_STATED TASK A_. Condense the paragraph of the PostgreSQL administration notes that begins "This query will show all currently active queries" into a short bulleted list. Keep its main facts.

_SELECTED PASSAGE_.
::::::

Show all active queries
— active queries
SELECT
pid,
usename,
client_addr,
now() – pg_stat_activity.query_start AS duration,
query,
state
FROM pg_stat_activity
WHERE (now() – pg_stat_activity.query_start) > interval ‘5 minutes’
and state = ‘active’
order by 2 desc;
This query will show all currently active queries (or remark out the “and state = ‘active'” line to return idle connections). This information is useful in identifying long-running queries as well as identifying the PID of a postgres backend that you want to terminate.
Viewing Stats for a Specific Connection
select * from pg_stats_activity where pid = 12345;
If you know the process ID of a backend (e.g. top shows it using a lot of processor), then you can select stats specific to the backend in question using “where pid = <process ID of backend>”.
Terminating A Client Connection
pg_cancel_backend(PID);
— or —
pg_terminate_backend(PID);
When a long-running query is creating problems and cannot be terminated by the initiating user, you can drop the query from the server side. First, you need to identify the PID.
Using pg_cancel_backend sends SIGINT – the ‘nice’ kill. If pg_cancel_backend process does not terminate the query, pg_terminate_backend sends SIGTERM – the do it now kill.Using pg_terminate_backend will probably mean you need to restart postgres.
Reloading The PostgreSQL Configuration
pg_reload_conf();
This command causes the backend processes to reload their configuration – this command sends SIGHUP. The result is Boolean indicates if Postgres was successfully signaled and not that the configuration was successfully reloaded. To determine if any of the postgresql.conf lines were not successfully loaded, use:
SELECT * FROM pg_file_settings WHERE applied IS FALSE;
To determine if any of the pg_hba.conf access entries were not successfully loaded, use:
SELECT * FROM pg_hba_file_rules;
Locks Query
The pg_locks view shows locks from open database transactions — objects may appear more than once in the table if multiple transactions are holding (or waiting on) locks on the object. The “granted” column is a Boolean type – true indicates the row represents a held lock; false indicates the row represents a transaction waiting for a lock. Information from pg_lock is joined to process details from pg_stat_activity.

::::::

_THE INPUT_.
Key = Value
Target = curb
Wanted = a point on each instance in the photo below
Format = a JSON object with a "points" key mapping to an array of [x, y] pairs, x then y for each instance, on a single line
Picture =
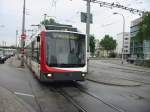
{"points": [[114, 84], [12, 103]]}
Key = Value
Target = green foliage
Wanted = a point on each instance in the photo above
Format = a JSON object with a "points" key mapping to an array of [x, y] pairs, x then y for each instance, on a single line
{"points": [[49, 22], [108, 43], [92, 44], [144, 29]]}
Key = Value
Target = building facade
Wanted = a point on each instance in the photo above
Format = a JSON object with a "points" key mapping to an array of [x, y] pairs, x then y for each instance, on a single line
{"points": [[138, 49], [123, 44]]}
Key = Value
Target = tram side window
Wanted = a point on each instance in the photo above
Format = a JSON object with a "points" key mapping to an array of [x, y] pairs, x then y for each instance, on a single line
{"points": [[35, 51]]}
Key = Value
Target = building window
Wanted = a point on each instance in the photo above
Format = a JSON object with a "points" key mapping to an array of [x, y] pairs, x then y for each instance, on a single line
{"points": [[126, 38]]}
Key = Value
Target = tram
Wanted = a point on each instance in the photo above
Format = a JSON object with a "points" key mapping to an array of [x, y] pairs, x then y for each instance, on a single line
{"points": [[57, 53]]}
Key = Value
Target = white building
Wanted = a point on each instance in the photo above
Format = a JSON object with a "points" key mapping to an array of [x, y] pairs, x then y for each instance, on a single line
{"points": [[126, 44]]}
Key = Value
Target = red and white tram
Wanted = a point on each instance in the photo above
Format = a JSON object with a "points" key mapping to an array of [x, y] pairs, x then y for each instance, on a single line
{"points": [[57, 53]]}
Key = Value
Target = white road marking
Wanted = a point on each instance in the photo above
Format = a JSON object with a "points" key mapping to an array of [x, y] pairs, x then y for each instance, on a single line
{"points": [[23, 94]]}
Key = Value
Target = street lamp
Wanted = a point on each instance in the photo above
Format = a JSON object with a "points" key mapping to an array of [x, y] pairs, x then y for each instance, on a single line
{"points": [[122, 34]]}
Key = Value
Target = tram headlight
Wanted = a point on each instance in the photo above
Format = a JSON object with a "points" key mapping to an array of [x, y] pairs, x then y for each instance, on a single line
{"points": [[83, 75], [49, 75]]}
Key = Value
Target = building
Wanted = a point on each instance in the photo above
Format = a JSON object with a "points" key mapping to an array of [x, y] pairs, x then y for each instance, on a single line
{"points": [[126, 45], [138, 49]]}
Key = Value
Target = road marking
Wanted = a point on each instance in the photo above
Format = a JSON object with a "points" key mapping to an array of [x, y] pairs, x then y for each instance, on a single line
{"points": [[23, 94]]}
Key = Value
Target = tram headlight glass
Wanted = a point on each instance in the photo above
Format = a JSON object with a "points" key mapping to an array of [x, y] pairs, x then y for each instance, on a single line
{"points": [[49, 75], [83, 75]]}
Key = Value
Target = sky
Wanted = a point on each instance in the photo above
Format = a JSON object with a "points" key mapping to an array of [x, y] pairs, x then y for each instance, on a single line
{"points": [[67, 12]]}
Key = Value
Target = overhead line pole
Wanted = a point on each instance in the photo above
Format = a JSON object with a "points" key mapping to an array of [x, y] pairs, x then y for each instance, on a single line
{"points": [[23, 33], [88, 25]]}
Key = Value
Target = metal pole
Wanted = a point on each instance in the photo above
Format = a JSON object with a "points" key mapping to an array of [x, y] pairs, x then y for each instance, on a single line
{"points": [[45, 19], [88, 30], [16, 38], [122, 56], [123, 39], [22, 40], [88, 25]]}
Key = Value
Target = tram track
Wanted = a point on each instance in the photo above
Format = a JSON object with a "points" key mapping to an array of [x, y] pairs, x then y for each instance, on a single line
{"points": [[114, 107], [62, 91]]}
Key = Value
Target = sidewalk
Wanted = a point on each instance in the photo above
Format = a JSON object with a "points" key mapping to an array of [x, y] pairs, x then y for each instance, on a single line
{"points": [[9, 102], [111, 81]]}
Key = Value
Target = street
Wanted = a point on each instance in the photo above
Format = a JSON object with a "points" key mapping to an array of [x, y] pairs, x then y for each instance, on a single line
{"points": [[110, 87]]}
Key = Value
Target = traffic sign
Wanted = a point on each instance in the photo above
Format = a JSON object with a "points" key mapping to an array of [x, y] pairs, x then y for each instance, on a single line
{"points": [[23, 36]]}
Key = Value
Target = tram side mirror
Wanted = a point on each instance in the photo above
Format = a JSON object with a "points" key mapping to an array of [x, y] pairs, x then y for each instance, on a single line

::::::

_STATED TASK B_. Pull out every line of the rows above that contains the word "pole", copying each line unchanged.

_COMPLETE ANSWER A_.
- The query shows all currently active queries.
- Remarking out the "and state = 'active'" line makes it return idle connections.
- The information helps identify long-running queries.
- It also helps identify the PID of a postgres backend you want to terminate.

_COMPLETE ANSWER B_.
Target = overhead line pole
Target = metal pole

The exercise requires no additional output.